_本文抜粋:_
# # # # #

三等三角点の鍋尻山山頂。絶好の好展望地だ

展望地から残雪いただく御池岳、左奥は藤原岳

鍋尻山山頂から春日を浴びる霊仙山

 車をデポする時間がなかったので鍋尻山ピストンに予定変更となったのが、あのズリズ
リ斜面を体験してはとても引き返して下りる気にはなれず、当初の予定通り保月へ降りる
ことになる。少し林道歩きが長くなるけれど早春の景色を楽しみながら歩くのもまた一興
だろう。食事しながら眺めている景色の内、下方の浅い谷状になった辺りに保月の集落が
あるとのこと。目を凝らすと物置小屋と思しき建物が木立の中に隠れるように在るのが分
かる。直線距離ではほぼ600m。しかもかなり標高が高い場所にあるので標高差は20
0m程度。鍋尻山だけに登るのならこちらからが楽勝だ。とはいえ、降下点が分からず少
しうろうろする。食事の場所からもう少し南のほうへ下ってみても踏み跡は皆無。一旦、
食事の場所に戻って、見つけておいた最後の赤テープの周りを確めると、10mほど下っ
た斜面の細い木にピンクのPPテープが巻かれてあるのに気づく。保月に向かってほとん
ど直降下していくようだ。こちらは北斜面ほどきつくもなく案外楽に下れる。とはいえ安
心は禁物。油断すると尻セードだ。

# # # # #

_データ抜粋:_
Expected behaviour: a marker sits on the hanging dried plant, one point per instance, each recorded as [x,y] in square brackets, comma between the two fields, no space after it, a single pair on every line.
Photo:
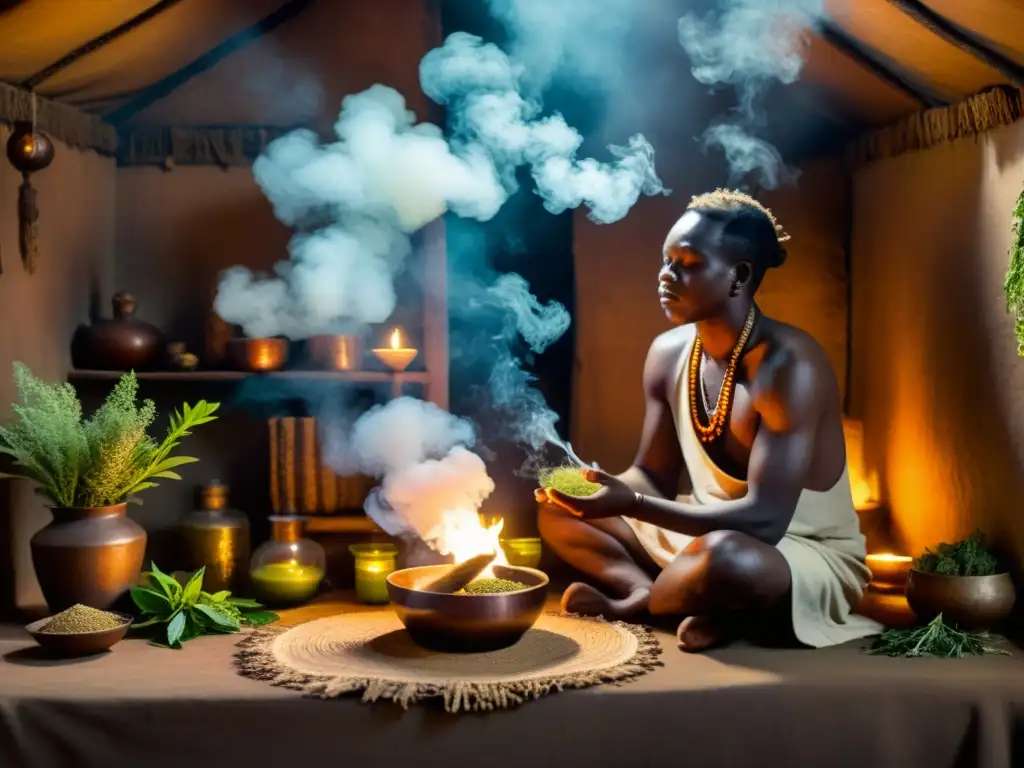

# # # # #

_課題 A:_
鍋尻山の山行記から「こちらは北斜面ほどきつくもなく案外楽に下れる。」という一文を英語に訳してください。
_課題 B:_
鍋尻山の山行記を、最後の一文のあとから書き続けてください。
この資料は、鍋尻山の山行記の内容とは関係ありません。

_模範解答 A:_
This side is not as steep as the north slope, so it is surprisingly easy to go down.

_模範解答 B:_
 食事の場所にもあったけれど、所々に青いネットが被されているのが点々とある。どう
もブナを植林したようである。急坂にトラロープが用意されているのはこの作業の為らし
いが大いに助かる。やがて斜面は緩くなって桧や杉の植林の中となって、薄かった踏み跡
も作業道となってはっきりしてくる。

 地形図上の二俣に出て右に曲ると道は益々明瞭となって深くえぐれた感じとなり、古い
生活道の様相を見せる。やがて建造物が木の間越しに透かせるようになってきて、飛び出
した場所は神社の横、杉峠への車道との出合である。鍋尻山と私製プレートが電柱に懸け
てある。近くにあった鹿駆除の立て看板は去年の秋のものである。そういえば至る所、鹿
の糞だらけだったような...。(笑)

保月の登山口。電柱に「←鍋尻山」のプレートがある
下の建物は八幡神社

 保月(ほうづき)は伊勢や美濃から多賀大社へ参詣する道が通じていて、明治初期に
は300人が暮らしていたという。かつては脇ヶ畑村の中心地で役場や中学校もあった
のだというが、その名残は脇ヶ畑小学校跡地の石碑(小学校跡とあるが、小学校はもう
少し上の高台にあったそうだ)や、今なお立派な八幡神社や照西寺があることからも偲
ばれる。廃村だというが、夏季には戻ってこられる住民もおられるようである。学校跡
地には公衆トイレ。これは学校の便所を残したものだ。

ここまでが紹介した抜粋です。